Passage shown ▸
#####
The Macaques of Monkey Forest in Ubud

The macaques rule over the 12.5 hectares of the The Sacred Monkey Forest Sanctuary in Ubud, Bali. It’s the kind of place where you can spend a full day without getting bored. And how can you get bored when there are hundreds of naughty macaque monkeys of all ages, jumping all around always looking for something to do?

The Temples of the Monkey Forest

As one can imagine, The Monkey Forest is one of Ubud’s main attractions. The local Balinese refer to the site as the Padangtegal Wenara Wana or the Padangtegal Monkey Forest.  The Balinese have been using this sacred site for over 700 years.

Located in the village of Padangtegal, the Monkey Forest is an important spiritual, economic, educational, and conservation center for the village. The Ubud Sacred Monkey Forest Sanctuary consists in three temples (referred to as Pura), the Pura Dalem Agung, Pura Beji, and Pura Prajapati which are surrounded by forests. Balinese people pray in the altars of these temples in the Monkey Forest and give offerings to the gods. The Monkey Forest is considered sacred among the Balinese people, as are the macaques that live at forest.

Around 700 monkeys and 186 species of trees

As currently estimated, there are around 700 monkeys living in The Sacred Monkey Forest Sanctuary.  They are divided into 6 groups, each one of them consisting of 100 – 120 monkeys:

  • infants (0 – 1 year)
  • juvenile 1 (1 – 2 years)
  • juvenile 2 (2 – 4 years)
  • sub adult male (4 – 6 years)
  • adult female (> 4 years)
#####
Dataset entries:
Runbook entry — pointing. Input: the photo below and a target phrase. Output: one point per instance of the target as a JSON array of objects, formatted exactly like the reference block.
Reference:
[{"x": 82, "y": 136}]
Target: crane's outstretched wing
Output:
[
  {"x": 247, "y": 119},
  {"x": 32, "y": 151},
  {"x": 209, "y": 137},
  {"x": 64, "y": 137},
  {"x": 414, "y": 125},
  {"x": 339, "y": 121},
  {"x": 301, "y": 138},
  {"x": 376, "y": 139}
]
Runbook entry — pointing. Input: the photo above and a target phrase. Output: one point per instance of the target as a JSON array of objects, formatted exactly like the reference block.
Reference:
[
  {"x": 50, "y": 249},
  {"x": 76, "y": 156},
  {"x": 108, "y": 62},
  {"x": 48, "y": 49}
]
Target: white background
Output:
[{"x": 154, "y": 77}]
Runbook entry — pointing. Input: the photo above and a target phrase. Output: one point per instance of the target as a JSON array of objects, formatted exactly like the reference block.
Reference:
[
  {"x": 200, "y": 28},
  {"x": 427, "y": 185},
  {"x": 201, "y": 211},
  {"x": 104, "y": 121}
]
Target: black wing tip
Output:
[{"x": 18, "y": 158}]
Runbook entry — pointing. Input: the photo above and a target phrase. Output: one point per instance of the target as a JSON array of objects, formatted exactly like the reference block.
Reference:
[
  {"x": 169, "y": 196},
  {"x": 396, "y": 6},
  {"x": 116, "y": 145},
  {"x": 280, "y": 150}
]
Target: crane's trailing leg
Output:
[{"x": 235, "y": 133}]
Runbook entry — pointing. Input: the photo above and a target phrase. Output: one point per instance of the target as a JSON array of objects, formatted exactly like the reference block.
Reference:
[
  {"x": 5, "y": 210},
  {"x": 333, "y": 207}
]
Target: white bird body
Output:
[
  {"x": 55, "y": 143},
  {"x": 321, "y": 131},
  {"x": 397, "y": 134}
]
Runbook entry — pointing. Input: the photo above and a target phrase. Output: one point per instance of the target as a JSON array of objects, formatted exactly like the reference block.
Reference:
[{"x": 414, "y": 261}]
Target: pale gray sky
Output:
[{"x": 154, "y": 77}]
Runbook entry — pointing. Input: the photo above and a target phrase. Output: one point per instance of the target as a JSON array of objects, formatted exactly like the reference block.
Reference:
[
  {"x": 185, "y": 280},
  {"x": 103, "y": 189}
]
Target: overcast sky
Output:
#####
Activities ▸
(a) Reproduce the Monkey Forest text starting at "As one can imagine, The" and ending at "live at forest.", swapping "temples" for "shrines".
(b) Condense the paragraph of the Monkey Forest text that begins "Located in the village of Padangtegal" into a bulleted list that keeps its main facts.

Written responses ▸
(a)
As one can imagine, The Monkey Forest is one of Ubud’s main attractions. The local Balinese refer to the site as the Padangtegal Wenara Wana or the Padangtegal Monkey Forest.  The Balinese have been using this sacred site for over 700 years.

Located in the village of Padangtegal, the Monkey Forest is an important spiritual, economic, educational, and conservation center for the village. The Ubud Sacred Monkey Forest Sanctuary consists in three shrines (referred to as Pura), the Pura Dalem Agung, Pura Beji, and Pura Prajapati which are surrounded by forests. Balinese people pray in the altars of these shrines in the Monkey Forest and give offerings to the gods. The Monkey Forest is considered sacred among the Balinese people, as are the macaques that live at forest.

(b)
- The Monkey Forest is in the village of Padangtegal and serves as an important spiritual, economic, educational, and conservation center for the village.
- The sanctuary consists of three forest-surrounded temples: Pura Dalem Agung, Pura Beji, and Pura Prajapati.
- Balinese people pray at the temple altars and give offerings to the gods.
- The Balinese consider both the forest and its macaques sacred.